Exercise inputs START
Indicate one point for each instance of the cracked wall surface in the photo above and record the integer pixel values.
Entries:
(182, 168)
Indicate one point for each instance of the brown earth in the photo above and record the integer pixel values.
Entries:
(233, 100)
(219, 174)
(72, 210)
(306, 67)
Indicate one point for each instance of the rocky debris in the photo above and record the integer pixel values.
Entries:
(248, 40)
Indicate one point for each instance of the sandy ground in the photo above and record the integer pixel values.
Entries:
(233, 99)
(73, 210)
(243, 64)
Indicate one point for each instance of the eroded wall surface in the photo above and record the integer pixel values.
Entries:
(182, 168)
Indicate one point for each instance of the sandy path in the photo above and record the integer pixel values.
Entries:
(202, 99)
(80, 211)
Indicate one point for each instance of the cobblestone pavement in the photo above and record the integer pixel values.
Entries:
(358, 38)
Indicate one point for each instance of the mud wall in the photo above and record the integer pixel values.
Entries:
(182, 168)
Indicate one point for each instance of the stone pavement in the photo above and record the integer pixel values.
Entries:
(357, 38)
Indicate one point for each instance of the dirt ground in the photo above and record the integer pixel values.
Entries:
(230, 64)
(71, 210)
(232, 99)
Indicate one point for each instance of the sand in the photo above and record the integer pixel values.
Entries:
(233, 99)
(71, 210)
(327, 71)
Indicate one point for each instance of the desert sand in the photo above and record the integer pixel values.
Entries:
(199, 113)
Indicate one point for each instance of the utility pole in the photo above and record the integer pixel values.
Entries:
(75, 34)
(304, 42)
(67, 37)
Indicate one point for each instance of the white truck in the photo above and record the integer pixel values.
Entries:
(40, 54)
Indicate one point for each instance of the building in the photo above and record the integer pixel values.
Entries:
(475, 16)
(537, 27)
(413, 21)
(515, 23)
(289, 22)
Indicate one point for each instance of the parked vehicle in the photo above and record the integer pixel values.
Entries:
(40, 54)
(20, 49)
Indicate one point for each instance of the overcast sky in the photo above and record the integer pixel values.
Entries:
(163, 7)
Exercise inputs END
Problem details: Check how many lines in the entries contain "pavement", and reply with that number alone.

Output of the exercise: 2